--- Goal ---
Copy the material from its first line through the line containing "128 165 145 177", both included, and offset every bounding box coordinate by adding 25. Leave all other lines unchanged.

--- Raw records ---

* Begin *

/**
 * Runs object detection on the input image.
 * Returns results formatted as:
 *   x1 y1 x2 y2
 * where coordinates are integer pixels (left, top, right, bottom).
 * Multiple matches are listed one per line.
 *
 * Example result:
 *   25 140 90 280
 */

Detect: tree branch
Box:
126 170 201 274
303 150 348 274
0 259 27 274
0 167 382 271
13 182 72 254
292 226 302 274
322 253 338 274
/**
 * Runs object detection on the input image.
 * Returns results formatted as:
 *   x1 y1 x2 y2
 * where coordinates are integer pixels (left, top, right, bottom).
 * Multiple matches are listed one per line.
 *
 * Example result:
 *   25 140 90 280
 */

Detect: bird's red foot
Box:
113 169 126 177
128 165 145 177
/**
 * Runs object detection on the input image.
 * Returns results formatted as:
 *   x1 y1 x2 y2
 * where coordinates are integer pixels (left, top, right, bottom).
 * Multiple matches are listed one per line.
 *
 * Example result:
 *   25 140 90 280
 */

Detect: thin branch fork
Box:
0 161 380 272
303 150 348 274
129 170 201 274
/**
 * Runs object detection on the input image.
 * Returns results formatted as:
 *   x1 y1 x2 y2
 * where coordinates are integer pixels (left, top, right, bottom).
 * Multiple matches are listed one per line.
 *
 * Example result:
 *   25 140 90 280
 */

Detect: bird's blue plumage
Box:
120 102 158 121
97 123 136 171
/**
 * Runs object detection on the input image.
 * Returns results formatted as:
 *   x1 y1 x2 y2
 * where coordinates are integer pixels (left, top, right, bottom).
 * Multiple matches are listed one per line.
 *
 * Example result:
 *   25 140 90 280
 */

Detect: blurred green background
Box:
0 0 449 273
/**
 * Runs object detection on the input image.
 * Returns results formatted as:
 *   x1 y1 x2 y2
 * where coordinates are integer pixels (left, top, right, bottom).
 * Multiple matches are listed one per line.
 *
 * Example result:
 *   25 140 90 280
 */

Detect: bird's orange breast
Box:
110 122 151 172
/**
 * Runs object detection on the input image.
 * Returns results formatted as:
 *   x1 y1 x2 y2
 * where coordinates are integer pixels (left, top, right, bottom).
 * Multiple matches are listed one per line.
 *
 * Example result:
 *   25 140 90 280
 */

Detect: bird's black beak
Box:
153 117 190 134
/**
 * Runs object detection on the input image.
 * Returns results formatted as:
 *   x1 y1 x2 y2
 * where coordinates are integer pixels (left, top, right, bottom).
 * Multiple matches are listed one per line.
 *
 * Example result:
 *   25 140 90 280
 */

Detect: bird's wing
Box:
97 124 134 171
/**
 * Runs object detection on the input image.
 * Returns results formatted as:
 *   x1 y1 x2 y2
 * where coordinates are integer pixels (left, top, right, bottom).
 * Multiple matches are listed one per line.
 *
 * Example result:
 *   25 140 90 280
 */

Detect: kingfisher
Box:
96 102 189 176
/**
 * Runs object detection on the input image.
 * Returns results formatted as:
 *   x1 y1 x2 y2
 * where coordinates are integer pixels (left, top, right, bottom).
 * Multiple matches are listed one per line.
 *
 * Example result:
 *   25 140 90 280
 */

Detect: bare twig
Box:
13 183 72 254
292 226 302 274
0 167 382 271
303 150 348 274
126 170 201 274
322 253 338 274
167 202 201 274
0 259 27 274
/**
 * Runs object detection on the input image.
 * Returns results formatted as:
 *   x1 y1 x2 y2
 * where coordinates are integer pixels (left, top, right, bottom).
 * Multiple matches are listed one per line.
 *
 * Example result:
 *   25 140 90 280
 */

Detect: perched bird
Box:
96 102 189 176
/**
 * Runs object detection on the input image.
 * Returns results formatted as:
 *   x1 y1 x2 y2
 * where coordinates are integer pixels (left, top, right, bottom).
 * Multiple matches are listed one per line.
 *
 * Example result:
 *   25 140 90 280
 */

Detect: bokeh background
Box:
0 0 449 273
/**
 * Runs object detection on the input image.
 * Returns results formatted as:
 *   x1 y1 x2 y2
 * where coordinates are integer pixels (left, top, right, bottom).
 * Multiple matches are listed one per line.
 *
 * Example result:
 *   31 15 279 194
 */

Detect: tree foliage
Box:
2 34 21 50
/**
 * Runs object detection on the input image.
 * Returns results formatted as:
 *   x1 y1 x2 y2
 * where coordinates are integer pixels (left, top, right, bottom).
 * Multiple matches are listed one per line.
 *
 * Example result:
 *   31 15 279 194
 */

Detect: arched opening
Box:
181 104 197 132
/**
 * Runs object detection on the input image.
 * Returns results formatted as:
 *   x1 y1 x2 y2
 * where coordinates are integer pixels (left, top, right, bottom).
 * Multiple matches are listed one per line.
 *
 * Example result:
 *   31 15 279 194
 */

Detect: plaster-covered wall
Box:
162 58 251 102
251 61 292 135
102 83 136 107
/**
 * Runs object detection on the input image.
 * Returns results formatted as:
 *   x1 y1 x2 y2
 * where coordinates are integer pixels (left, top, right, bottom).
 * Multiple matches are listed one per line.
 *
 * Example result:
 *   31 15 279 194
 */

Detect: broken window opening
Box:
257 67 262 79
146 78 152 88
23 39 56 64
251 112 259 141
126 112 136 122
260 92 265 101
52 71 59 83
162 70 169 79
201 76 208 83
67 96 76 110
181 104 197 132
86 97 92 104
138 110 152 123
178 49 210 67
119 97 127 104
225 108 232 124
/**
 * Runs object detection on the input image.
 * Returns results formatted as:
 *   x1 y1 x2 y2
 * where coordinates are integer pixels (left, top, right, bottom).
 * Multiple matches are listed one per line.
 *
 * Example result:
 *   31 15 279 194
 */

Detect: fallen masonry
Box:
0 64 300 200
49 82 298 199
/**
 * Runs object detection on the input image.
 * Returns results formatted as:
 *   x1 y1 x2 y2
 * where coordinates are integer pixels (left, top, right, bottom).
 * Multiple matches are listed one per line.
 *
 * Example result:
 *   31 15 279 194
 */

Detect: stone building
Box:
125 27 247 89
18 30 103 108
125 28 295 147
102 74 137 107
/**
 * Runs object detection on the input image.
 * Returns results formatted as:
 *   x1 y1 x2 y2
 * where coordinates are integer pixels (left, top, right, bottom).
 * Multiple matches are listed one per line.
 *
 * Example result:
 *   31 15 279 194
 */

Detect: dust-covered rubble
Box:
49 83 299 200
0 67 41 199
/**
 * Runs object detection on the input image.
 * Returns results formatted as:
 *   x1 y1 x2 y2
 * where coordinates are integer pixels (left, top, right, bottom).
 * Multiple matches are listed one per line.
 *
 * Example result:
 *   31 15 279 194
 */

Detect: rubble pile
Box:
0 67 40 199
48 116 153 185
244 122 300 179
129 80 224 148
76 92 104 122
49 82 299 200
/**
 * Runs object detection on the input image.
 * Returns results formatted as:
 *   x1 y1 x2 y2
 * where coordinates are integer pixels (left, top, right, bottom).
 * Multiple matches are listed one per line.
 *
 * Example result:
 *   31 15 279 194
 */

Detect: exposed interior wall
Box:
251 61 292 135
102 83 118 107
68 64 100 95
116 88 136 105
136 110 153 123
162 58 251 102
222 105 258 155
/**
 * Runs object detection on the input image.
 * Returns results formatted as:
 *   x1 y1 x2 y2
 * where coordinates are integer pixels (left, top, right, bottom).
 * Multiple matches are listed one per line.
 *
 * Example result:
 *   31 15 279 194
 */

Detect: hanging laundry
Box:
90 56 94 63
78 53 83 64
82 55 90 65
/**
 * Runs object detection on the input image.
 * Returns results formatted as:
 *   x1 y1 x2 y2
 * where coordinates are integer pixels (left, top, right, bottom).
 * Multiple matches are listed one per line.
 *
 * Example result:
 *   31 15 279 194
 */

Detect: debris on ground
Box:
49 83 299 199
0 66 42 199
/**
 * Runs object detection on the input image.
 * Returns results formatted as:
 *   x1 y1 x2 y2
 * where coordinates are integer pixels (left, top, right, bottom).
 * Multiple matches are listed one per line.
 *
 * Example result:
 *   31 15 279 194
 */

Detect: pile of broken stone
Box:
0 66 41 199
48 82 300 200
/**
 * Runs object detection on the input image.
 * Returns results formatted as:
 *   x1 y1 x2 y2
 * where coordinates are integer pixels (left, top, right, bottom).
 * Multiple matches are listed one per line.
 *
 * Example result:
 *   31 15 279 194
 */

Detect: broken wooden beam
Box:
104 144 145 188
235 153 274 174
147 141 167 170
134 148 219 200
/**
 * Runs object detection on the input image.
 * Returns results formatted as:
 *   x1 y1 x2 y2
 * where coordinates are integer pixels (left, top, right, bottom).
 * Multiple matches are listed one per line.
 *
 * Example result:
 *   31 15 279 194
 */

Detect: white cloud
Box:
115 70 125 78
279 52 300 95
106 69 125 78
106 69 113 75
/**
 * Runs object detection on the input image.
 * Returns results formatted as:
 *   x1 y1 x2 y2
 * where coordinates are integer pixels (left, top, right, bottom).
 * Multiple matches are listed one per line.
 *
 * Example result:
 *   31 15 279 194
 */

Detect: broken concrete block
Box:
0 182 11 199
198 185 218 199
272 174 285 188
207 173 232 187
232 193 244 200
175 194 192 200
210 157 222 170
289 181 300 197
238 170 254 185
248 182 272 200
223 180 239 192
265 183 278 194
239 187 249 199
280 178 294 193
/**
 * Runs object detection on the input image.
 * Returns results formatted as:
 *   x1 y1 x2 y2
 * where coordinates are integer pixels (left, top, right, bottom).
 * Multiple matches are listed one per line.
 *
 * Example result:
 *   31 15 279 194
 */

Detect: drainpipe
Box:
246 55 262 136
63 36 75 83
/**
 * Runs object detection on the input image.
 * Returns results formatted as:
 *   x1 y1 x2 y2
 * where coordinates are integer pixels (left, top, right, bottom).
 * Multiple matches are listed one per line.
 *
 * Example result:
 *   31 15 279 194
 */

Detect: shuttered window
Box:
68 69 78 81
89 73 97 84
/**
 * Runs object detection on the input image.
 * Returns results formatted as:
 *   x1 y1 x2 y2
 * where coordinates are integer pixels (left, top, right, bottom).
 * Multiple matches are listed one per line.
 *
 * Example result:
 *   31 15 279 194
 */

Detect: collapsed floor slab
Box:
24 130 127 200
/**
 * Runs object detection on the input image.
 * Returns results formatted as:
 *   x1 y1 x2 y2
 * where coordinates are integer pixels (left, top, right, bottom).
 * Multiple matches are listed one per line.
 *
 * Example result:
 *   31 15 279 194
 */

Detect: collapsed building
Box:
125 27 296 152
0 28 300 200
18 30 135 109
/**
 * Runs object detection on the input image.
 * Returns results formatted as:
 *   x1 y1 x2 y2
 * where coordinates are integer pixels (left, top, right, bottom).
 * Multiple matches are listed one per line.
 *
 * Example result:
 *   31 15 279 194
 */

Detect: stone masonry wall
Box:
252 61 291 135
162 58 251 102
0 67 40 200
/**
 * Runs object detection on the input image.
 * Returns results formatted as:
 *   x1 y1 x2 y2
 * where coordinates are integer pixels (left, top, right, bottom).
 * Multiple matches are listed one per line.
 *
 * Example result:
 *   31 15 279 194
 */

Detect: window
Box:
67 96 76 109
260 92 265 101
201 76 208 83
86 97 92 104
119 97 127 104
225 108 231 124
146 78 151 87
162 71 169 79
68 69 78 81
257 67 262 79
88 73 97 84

* End *

--- Response for this exercise ---
/**
 * Runs object detection on the input image.
 * Returns results formatted as:
 *   x1 y1 x2 y2
 * where coordinates are integer pixels (left, top, right, bottom).
 * Multiple matches are listed one per line.
 *
 * Example result:
 *   25 140 90 280
 */

Detect: tree branch
Box:
151 195 226 299
328 175 373 299
25 284 52 299
25 192 407 296
38 207 97 279
317 251 327 299
347 278 363 299
/**
 * Runs object detection on the input image.
 * Returns results formatted as:
 *   x1 y1 x2 y2
 * where coordinates are integer pixels (left, top, right, bottom).
 * Multiple matches are listed one per line.
 *
 * Example result:
 *   25 140 90 280
 */

Detect: bird's red foot
Box:
138 194 151 202
153 190 170 202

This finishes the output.